**Task to complete:** Transcribe the entries below word for word, starting with the line that contains "red hair, one" and going on through the line that contains "pixel 1155 298", both of those lines included.

━━ Provided records ━━

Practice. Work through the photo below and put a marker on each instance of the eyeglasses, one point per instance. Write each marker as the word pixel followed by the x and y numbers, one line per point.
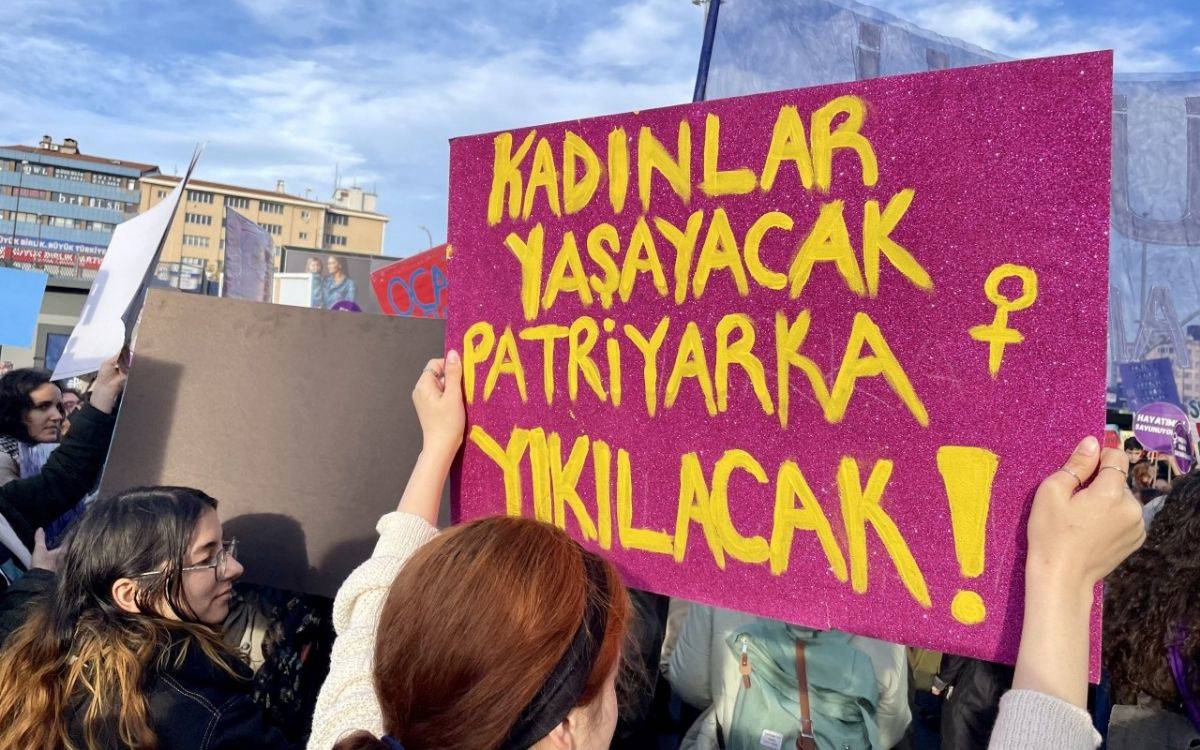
pixel 220 564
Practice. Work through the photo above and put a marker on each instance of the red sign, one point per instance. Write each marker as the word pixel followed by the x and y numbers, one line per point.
pixel 414 287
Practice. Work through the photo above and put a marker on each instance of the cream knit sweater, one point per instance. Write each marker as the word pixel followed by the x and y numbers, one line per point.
pixel 347 701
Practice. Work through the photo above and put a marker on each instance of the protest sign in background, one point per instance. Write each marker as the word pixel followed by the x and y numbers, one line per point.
pixel 415 287
pixel 22 295
pixel 787 353
pixel 265 407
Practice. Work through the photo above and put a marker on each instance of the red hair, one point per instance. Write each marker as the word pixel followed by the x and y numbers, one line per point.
pixel 473 627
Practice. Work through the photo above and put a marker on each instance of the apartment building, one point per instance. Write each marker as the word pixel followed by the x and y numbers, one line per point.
pixel 347 223
pixel 58 207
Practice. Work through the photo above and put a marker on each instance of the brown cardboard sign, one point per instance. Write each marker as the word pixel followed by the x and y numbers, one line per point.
pixel 298 421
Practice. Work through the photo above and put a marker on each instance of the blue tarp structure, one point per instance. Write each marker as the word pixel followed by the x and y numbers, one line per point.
pixel 1155 298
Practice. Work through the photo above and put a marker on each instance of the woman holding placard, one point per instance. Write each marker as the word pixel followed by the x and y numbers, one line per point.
pixel 503 633
pixel 486 643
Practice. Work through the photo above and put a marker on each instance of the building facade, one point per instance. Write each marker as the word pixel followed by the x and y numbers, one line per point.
pixel 348 223
pixel 58 207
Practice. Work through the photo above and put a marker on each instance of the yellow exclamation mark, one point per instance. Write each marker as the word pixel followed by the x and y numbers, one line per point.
pixel 967 474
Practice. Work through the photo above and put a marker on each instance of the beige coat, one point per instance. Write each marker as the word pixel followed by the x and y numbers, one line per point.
pixel 705 673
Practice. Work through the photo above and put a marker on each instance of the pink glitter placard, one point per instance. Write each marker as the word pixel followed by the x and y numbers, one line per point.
pixel 1008 165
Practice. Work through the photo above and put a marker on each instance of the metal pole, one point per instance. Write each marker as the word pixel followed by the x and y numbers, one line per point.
pixel 21 183
pixel 706 51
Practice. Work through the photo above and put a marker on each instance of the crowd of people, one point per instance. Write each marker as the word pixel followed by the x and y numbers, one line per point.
pixel 507 634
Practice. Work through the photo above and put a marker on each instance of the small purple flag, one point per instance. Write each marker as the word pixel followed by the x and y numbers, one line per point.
pixel 250 259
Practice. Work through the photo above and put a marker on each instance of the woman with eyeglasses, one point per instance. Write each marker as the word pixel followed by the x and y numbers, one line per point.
pixel 125 649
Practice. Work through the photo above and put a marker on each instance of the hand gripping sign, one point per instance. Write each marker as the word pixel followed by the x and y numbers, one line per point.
pixel 805 354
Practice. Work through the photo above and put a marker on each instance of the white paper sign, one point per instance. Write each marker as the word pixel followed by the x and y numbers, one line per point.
pixel 101 330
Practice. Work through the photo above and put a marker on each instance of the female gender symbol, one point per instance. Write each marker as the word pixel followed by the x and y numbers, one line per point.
pixel 999 335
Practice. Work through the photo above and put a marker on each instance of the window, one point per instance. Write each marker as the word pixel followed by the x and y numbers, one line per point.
pixel 105 203
pixel 111 180
pixel 29 192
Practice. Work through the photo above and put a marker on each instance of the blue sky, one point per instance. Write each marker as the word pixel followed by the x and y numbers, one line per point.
pixel 287 89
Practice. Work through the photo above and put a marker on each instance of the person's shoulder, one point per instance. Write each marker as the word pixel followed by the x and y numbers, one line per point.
pixel 191 696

━━━

**Answer to this problem:**
Practice. Work through the photo above and put a marker on each instance of the red hair, one point per instance. Write each marker as the word pixel followed by the x and y numbers, one line per point.
pixel 473 627
Practice. Work through the photo above and put a marker on each instance of the apartment building, one point per instance. Write each marker as the word pixel followed by the x and y numbers, one line per point.
pixel 347 223
pixel 58 207
Practice. Work through the photo above and put a marker on each instance of the brown cardboard sign, one point per instance. Write each marker as the word pixel followed by the x and y numbers, one line per point.
pixel 298 421
Practice. Work through the photo above and put a marker on each instance of the blue tarp structure, one point per instance. Write each marker as the word pixel followed by the x and y numbers, one line per point.
pixel 1155 298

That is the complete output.